記述課題 1: 下記の提供データの行のうち、「locate road marking, a point per instance.」を含む行から始まり、データの最終行で終わる部分を、両端の行も含めてそのまま書き写してください。

抜粋文:
---*---

説明

基板処理装置、プログラム、コンピュータ記憶媒体、警報表示方法及び基板処理装置の点検方法

【課題】基板処理装置に異常が発生した場合の点検作業を、迅速に誤りなく行う。
【解決手段】複数の処理ユニットと、各処理ユニットでの異常発生を表示する表示手段とを備えた基板処理装置は、異常発生の警報の内容と当該異常発生により点検が必要になる部位とを関連付けた情報と、点検対象部位を、異常が発生していない他の部位からアイソレートするために操作される機器の情報と、点検対象部位の配置及びアイソレートの際の操作対象機器の配置と、アイソレートの際の操作対象機器の操作手順と、を記憶する記憶手段と、記憶手段の情報に基づいて、異常発生により点検が必要となる部位をアイソレートするために操作される機器を特定し、さらに特定された機器の配置を特定して表示手段に出力する異常特定手段と、記憶手段の情報に基づいて、異常特定手段で特定された機器の操作手順を特定して表示手段に出力する操作手順特定手段と、を有している。

【発明の詳細な説明】
【技術分野】
【0001】
本発明は、基板の処理を行う基板処理装置、プログラム、コンピュータ記憶媒体、基板処理装置における警報表示方法及び基板処理装置の点検方法に関する。
【背景技術】
【0002】
例えば半導体デバイスの製造工程におけるフォトリソグラフィー工程では、ウェハ上にレジスト液を塗布してレジスト膜を形成するレジスト塗布処理、レジスト膜を所定のパターンに露光する露光処理、露光されたレジスト膜を現像する現像処理などの一連の処理が順次行われ、ウェハ上に所定のレジストパターンが形成されている。これらの一連の処理は、ウェハを処理する各種処理ユニットやウェハを搬送する搬送ユニットなどを搭載した基板処理装置である塗布現像処理装置で行われている。
【0003】
ところで、塗布現像処理装置に異常が発生した場合、通常はウェハ処理が停止してしまう。したがって、異常発生部位を速やかに特定し、復旧作業を行うことが望ましい。しかしながら、一般に異常発生時に発報するアラームは、異常が発生したユニット名や異常の内容が表示されるのみである。そのため、ユニットが異常に至った原因の特定は、作業員の経験に左右されるところが大きい。
【0004】
また、どの処理ユニットに異常が発生したかについては、アラームの内容から特定できるものの、各処理ユニットの外部にもウェハ処理に必要な、例えば冷却水や動力電源、あるいは処理液といったユーティリティ関係の供給設備が配置されており、これらに異常が発生した場合も処理ユニットの異常となるため、異常発生の原因となった部位が必ずしも異常が発生した処理ユニット内に配置されているとは限らない。したがって、異常発生の原因となった部位が、塗布現像処理装置のどこに配置されているかについても、速やかに特定するためには、経験が必要となる。
【0005】
そのため、例えば特許文献1には、作業員の経験に依存することなく、異常が発生した位置を特定する方法として、アラーム情報に基づき異常が発生した位置を特定するための識別情報を取得し、この識別情報に関連付けられている位置情報を画像に表示することが提案されている。

---*---

提供データ:
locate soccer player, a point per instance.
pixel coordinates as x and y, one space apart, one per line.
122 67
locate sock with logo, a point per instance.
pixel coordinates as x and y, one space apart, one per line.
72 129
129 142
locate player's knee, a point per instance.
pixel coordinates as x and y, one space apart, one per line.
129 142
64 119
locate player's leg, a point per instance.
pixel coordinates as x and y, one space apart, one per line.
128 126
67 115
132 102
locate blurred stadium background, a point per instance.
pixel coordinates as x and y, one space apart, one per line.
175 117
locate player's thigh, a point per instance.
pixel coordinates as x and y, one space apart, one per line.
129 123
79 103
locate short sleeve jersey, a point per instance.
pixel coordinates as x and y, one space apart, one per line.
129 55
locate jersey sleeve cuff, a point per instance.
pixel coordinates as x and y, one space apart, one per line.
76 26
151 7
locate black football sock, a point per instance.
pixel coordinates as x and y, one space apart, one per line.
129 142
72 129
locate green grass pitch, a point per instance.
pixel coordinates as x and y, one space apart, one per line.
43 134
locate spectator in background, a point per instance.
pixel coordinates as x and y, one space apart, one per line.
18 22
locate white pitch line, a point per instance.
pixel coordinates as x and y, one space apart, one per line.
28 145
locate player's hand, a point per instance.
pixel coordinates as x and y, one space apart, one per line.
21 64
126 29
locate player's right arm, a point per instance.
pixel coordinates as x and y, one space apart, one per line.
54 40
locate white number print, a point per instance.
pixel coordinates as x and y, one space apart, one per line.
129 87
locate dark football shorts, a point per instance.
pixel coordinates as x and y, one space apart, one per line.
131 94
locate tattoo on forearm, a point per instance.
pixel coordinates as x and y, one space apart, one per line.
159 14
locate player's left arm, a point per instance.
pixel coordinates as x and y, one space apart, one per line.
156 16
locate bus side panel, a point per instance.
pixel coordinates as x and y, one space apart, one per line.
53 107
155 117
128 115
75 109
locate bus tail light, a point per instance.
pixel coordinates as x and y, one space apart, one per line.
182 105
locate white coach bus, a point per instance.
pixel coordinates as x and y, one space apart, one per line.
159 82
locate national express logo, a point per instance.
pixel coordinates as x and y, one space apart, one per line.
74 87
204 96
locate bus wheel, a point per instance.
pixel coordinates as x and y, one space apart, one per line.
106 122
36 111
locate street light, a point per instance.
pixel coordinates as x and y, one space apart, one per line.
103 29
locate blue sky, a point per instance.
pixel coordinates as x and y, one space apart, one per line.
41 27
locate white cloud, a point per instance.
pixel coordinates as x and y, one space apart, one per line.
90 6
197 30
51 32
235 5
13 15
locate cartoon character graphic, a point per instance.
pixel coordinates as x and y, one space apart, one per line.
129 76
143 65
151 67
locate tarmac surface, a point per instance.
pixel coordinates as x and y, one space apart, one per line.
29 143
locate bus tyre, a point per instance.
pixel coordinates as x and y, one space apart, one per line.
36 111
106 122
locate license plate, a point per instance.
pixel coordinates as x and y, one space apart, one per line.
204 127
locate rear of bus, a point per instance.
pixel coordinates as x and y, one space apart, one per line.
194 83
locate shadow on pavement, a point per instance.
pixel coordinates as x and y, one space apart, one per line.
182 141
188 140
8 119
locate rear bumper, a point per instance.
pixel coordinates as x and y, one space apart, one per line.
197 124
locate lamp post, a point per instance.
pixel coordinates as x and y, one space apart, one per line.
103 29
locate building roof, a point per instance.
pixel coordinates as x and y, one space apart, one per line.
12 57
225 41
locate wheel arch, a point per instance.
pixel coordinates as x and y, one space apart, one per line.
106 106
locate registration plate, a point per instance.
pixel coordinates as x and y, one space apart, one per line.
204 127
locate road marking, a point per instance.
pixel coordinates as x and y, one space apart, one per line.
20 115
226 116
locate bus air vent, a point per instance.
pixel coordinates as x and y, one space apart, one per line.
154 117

---*---

記述課題 2: 上記の抜粋文のうち、「基板処理装置、プログラム、コンピュータ記憶媒体、警報表示」を含む語句で始まり「現像処理装置で行われている。」で終わる部分を、一字一句違えずに再現してください。

問題解答 1:
locate road marking, a point per instance.
pixel coordinates as x and y, one space apart, one per line.
20 115
226 116
locate bus air vent, a point per instance.
pixel coordinates as x and y, one space apart, one per line.
154 117

問題解答 2:
基板処理装置、プログラム、コンピュータ記憶媒体、警報表示方法及び基板処理装置の点検方法

【課題】基板処理装置に異常が発生した場合の点検作業を、迅速に誤りなく行う。
【解決手段】複数の処理ユニットと、各処理ユニットでの異常発生を表示する表示手段とを備えた基板処理装置は、異常発生の警報の内容と当該異常発生により点検が必要になる部位とを関連付けた情報と、点検対象部位を、異常が発生していない他の部位からアイソレートするために操作される機器の情報と、点検対象部位の配置及びアイソレートの際の操作対象機器の配置と、アイソレートの際の操作対象機器の操作手順と、を記憶する記憶手段と、記憶手段の情報に基づいて、異常発生により点検が必要となる部位をアイソレートするために操作される機器を特定し、さらに特定された機器の配置を特定して表示手段に出力する異常特定手段と、記憶手段の情報に基づいて、異常特定手段で特定された機器の操作手順を特定して表示手段に出力する操作手順特定手段と、を有している。

【発明の詳細な説明】
【技術分野】
【0001】
本発明は、基板の処理を行う基板処理装置、プログラム、コンピュータ記憶媒体、基板処理装置における警報表示方法及び基板処理装置の点検方法に関する。
【背景技術】
【0002】
例えば半導体デバイスの製造工程におけるフォトリソグラフィー工程では、ウェハ上にレジスト液を塗布してレジスト膜を形成するレジスト塗布処理、レジスト膜を所定のパターンに露光する露光処理、露光されたレジスト膜を現像する現像処理などの一連の処理が順次行われ、ウェハ上に所定のレジストパターンが形成されている。これらの一連の処理は、ウェハを処理する各種処理ユニットやウェハを搬送する搬送ユニットなどを搭載した基板処理装置である塗布現像処理装置で行われている。